Source text
A kind of formatted version of x, with class printInference. For print.inference, it will be a character vector or a data.frame with attributes head and tail if applicable. For print.termeffects, it will be a list of such elements, with its own head and tail. It is invisibly returned.

Author(s)

Werner A. Stahel

See Also

twosamples, termtable, termeffects, inference.

Examples

data(d.blast)
r.blast <-
  lm(log10(tremor)~location+log10(distance)+log10(charge), data=d.blast)
rt <- termtable(r.blast)
## print() : first default, then "classical" :
rt
print(rt, show="classical")

class(te <- termeffects(r.blast)) #  "termeffects"
rr <- print(te, print=FALSE)
attr(rr, "head") <- sub("lm", "Linear Regression", attr(rr, "head"))
class(rr) # "printInference"
rr # <==>  print(rr)

str(rr)

Options for the relevnance Package

Description

List of options used in the relevnance package to select items and formats for printing inference elements

Usage

relevance.options
rlv.symbols
p.symbols

Format

The format is: List of 22 $ digits.reduced : 3 $ testlevel : 0.05 $ rlv.threshold : stand rel prop corr coef drop pred 0.10 0.10 0.10 0.10 0.10 0.10 0.05 $ termtable : TRUE $ show.confint : TRUE $ show.doc : TRUE $ show.inference : "relevance" $ show.simple.relevance : "Rle" "Rlp" "Rls" "Rls.symbol" $ show.simple.test : "Sig0" "p.symbol" $ show.simple.classical : "statistic" "p.value" "p.symbol" $ show.term.relevance : "df" "R2.x" "coefRlp" "coefRls" ... $ show.term.test : "df" "ciLow" "ciUp" "R2.x" ... $ show.term.classical : "statistic" "df" "ciLow" "ciUp" ... $ show.termeff.relevance: "coef" "coefRls.symbol" $ show.termeff.test : "coef" "p.symbol" $ show.termeff.classical: "coef" "p.symbol" $ show.symbollegend : TRUE $ na.print : "." $ p.symbols : List, see below $ rlv.symbols : List, see below

rlv.symbols List $ symbol : " " "." "+" "++" "+++" $ cutpoint: -Inf 0 1 2 5 Inf

p.symbols List $ symbol : "***" "**" "*" "." " " $ cutpoint: 0 0.001 0.01 0.05 0.1 1

Examples

relevance.options
options(relevance.options) ## restores the package's default options

Inference for Replication Studies

Description

Calculate inference for a replication study and for its comparison with the original

Usage

replication(original, replication, testlevel=getOption("testlevel"),
           rlv.threshold=getOption("rlv.threshold") )

Data lines
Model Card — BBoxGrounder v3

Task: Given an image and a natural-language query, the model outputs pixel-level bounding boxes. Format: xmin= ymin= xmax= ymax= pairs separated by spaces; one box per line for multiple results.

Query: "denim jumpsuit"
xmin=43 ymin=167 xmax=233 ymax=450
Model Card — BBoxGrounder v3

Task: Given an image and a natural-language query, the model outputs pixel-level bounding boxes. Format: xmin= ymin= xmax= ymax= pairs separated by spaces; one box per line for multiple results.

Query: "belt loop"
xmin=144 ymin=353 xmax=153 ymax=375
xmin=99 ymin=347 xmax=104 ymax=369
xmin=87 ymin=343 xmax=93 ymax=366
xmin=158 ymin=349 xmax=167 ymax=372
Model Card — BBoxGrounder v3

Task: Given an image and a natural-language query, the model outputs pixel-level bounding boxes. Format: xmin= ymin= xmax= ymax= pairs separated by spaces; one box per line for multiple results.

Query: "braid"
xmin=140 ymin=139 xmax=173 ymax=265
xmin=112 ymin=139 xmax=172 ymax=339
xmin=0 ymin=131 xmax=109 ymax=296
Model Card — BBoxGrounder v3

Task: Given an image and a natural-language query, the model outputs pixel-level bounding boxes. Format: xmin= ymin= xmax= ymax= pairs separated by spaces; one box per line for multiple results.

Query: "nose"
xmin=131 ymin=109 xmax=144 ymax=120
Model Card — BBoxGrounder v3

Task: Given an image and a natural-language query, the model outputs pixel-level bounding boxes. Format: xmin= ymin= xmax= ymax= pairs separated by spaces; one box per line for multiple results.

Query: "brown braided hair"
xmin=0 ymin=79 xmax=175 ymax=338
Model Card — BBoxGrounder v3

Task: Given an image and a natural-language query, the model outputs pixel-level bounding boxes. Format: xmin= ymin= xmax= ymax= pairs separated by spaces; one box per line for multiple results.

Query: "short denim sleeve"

Task list
a) Decide whether each statement agrees with the relevance package documentation, answering yes or no and quoting the words that decide it: (i) The default test level among the package options is 0.05. (ii) The print methods return their formatted result visibly. (iii) The list of package options has 22 entries.
b) Carry on the relevance package documentation from the point where it stops.
The material was drawn from a source separate from the relevance package documentation.

The responses
a)
(i) Yes: "testlevel : 0.05"
(ii) No: "It is invisibly returned."
(iii) Yes: "List of 22"

b)
Arguments

original

list of class inference, providing the effect estimate (["effect"]), its standard error (["se"]), the number of observations (["n"]), and the scatter (["scatter"]) for the 'original' study, or a matrix or data.frame containing this information as the first row.

replication

the same, for the replication study; if empty or NULL, the second row of argument original is assumed to contain the information about the replication.

testlevel

level of statistical tests

rlv.threshold

threshold of relevance; if this is a vector, the first element will be used.

Value

A list of class inference and replication containing the results of the comparison between the studies and, as an attribute, the results for the replication.

Author(s)

Werner A. Stahel

References

Werner A. Stahel (2020). Measuring Significance and Relevance instead of p-values. Submitted; available in the documentation.

See Also

relevance

Examples

data(d.osc15Onesample)
tx <- structure(d.osc15Onesample[,c("effecto","teststatistico","no")],
      names=c("effect","teststatistic","n"))
ty <- structure(d.osc15Onesample[,c("effectr","teststatisticr","nr")],
      names=c("effect","teststatistic","n"))
replication(tx, ty, rlv.threshold=0.1)

Relevance Class

Description

Find the class of relevance on the basis of the confidence interval and the relevance threshold

Usage

rlvClass(effect, ci=NULL, relevance=NA)

Arguments

effect

either a list of class "inference" (in which case the remaining arguments will be ignored) or the estimated effect

ci

confidence interval for estimate or width of confidence interval (if of equal length as estimate)

relevance

relevance threshold

Value

Character string: the relevance class, either "Rlv" if the effect is statistically proven to be larger than the threshold, "Amb" if the confidence interval contains the threshold, "Ngl" if the interval only covers values lower than the threshold, but contains 0, and "Ctr" if the interval only contains negative values.

Author(s)

Werner A. Stahel

References

Werner A. Stahel (2020). New relevance and significance measures to replace p-values. PLOS ONE 16, e0252991, doi: 10.1371/journal.pone.0252991

Examples

rlvClass(2.3, 1.6, 0.4)  ##  "Rlv"
  rlvClass(2.3, 1.6, 1)  ##  "Sig"

Reproducibility Class

Description

Find the classes of relevance and of reprodicibility.

Usage

rplClass(rlvclassd, rlvclassr, rler=NULL)

Arguments

rlvclassd

relevance class of the difference between rplication and original study

rlvclassr

relevance class of the replication's effect estimate

rler

estimated relevance of the replication

Value

Character string: the replication outcome class

Author(s)

Werner A. Stahel

References

Werner A. Stahel (2020). Measuring Significance and Relevance instead of p-values. Submitted

Examples

data(d.osc15Onesample)
tx <- structure(d.osc15Onesample[,c("effecto","teststatistico","no")],
      names=c("effect","teststatistic","n"))
ty <- structure(d.osc15Onesample[,c("effectr","teststatisticr","nr")],
      names=c("effect","teststatistic","n"))
rplClass(tx, ty)

Shorten Strings

Description

Strings are shortened if they are longer than n

Usage

shortenstring(x, n = 50, endstring = "..", endchars = NULL)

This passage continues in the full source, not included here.